## ACTIVITIES
**a.** Please rewrite the part of the autism robotics article that begins at the words "Along with help" and stops after "for autistic children.", replacing "goal" with "aim".
**b.** In the autism robotics article, what name was given to the robot that played an instructional game with Lennon Landry?

## GIVEN PASSAGE
BEGIN
Scientists Using Robots to Study, Help Children with Autism
The Treatment and Research Institute for Autism Spectrum Disorders is using robots to both study and treat children with Autism Spectrum Disorder.
At Vanderbilt University in Nashville, Tennessee, the institute demonstrated some of their progress with a robot affectionately designated “Russell” as a play on the name of their Robotics and Autonomous Systems Laboratory, or RASL. Robot Russell interacted with two-year-old human Lennon Landry in a simple instructional game.
He was one of six children chosen for a 2015 study in “Adaptive Robotic Intervention Architecture for Autism Intervention,” designed to help autistic children learn to look someone in the eye — just one of the many “significant social, communications and behavioral challenges” of autism, according to the CDC.
Vanderbilt Associate Professor of Pediatrics Zachary Warren said that the use of “intelligence systems [and] intelligent data” finally allows researchers to examine a “critical time in development where we had a hard time approaching.” Five out of the six children involved in the study showed improvement by its conclusion, but the work has only just begun. According to Warren:
A child may not respond to their mother calling their name, but may automatically respond to a robot action or a piece of technology. If we can use that technology to shift how that child responds, then we may have a very valuable system to that child, that family, and maybe for autism intervention.
But some remain skeptical. Pediatric neurologist Max Wiznitzer urges readers not to place too much weight on the advances, because “it’s not real life. We don’t interact with robots on a regular basis. We interact with people, and deal with the unpredictability of the people.”
Meanwhile, Vanderbilt Professor of Mechanical Engineering Nilanjan Sarkar is conducting a study to see whether Autism Spectrum Disorder can be identified in babies within their first year of life. In his words, the study “[gives] stimuli on the audiovisual and on the tactile stimuli … like a mother’s touch.” He cites previous research claims that infants who develop autism might “respond differently” to such stimulation.
The “How Babies Respond to Talking and Touch” study places a baby in a car seat, wearing a wrist sensor. A robot tracks their reaction as a video is played of a woman speaking affectionately, while a mechanized makeup brush caresses the child’s arm. The project will track its eight infant subjects for the next few years. If any develop autism, it will be compared to their reactions to see if there is any sign of a link.
Along with help from the National Science Foundation, the National Institute of Mental Health, and Vanderbilt University, Warren says that their goal is to “develop and deploy meaningful accelerant technologies,” to accelerate diagnosis, treatment, and fundamental learning for autistic children.
END
## MATERIAL PROVIDED
BEGIN
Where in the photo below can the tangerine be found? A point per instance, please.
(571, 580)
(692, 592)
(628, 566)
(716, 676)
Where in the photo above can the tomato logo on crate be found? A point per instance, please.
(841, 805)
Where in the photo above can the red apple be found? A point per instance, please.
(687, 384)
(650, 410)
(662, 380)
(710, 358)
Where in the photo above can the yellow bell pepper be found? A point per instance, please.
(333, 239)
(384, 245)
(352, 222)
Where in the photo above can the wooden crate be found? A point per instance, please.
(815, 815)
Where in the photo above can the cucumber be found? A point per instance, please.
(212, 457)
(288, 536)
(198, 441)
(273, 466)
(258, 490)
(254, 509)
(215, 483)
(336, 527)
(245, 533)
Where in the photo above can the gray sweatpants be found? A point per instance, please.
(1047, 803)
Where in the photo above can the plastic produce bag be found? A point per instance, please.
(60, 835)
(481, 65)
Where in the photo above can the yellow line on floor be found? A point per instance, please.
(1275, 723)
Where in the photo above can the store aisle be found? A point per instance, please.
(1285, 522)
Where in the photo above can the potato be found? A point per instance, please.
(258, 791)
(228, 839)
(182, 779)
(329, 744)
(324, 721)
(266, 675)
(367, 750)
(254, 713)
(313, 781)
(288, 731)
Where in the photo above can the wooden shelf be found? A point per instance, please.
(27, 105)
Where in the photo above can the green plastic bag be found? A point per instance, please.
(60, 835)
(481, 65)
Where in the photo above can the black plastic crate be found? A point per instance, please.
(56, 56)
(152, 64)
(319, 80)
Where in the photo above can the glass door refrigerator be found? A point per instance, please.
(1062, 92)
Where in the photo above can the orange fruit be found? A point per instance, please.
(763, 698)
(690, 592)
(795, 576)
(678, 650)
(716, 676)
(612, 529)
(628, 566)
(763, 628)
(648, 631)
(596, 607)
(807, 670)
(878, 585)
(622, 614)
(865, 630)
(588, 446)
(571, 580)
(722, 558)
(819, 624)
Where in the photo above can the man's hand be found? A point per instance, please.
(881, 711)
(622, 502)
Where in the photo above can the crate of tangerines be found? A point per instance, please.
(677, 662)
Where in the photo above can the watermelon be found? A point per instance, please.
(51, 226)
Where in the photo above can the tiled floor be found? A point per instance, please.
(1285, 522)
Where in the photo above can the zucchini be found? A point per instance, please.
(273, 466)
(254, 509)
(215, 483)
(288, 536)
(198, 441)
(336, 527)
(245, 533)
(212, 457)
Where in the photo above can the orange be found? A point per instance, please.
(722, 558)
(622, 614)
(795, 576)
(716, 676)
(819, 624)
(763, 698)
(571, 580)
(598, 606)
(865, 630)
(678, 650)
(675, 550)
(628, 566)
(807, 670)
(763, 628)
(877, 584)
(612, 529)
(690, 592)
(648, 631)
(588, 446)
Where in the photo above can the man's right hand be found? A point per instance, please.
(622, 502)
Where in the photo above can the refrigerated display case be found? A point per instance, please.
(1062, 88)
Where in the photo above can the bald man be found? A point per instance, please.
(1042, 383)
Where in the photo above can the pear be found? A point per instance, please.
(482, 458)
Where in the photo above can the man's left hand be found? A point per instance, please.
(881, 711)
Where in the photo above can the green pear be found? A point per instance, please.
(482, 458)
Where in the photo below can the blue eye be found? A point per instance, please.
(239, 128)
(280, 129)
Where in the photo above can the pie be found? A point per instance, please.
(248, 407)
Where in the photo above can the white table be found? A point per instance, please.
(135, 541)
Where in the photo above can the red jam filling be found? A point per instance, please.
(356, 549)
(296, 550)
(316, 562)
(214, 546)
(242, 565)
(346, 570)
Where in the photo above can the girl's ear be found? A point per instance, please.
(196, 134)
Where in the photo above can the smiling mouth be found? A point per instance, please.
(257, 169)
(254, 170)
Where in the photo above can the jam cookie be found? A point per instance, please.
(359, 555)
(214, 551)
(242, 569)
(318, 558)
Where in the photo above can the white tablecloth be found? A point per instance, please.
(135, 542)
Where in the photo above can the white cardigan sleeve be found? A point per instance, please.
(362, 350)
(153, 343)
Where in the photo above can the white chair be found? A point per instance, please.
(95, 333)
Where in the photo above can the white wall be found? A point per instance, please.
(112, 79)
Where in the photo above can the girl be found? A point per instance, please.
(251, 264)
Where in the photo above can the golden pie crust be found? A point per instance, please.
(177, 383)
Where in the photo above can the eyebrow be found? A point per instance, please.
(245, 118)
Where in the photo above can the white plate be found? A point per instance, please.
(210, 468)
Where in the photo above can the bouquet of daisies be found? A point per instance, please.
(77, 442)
END
## ANSWERS BY ITEM
**a.**
Along with help from the National Science Foundation, the National Institute of Mental Health, and Vanderbilt University, Warren says that their aim is to “develop and deploy meaningful accelerant technologies,” to accelerate diagnosis, treatment, and fundamental learning for autistic children.

**b.** Russell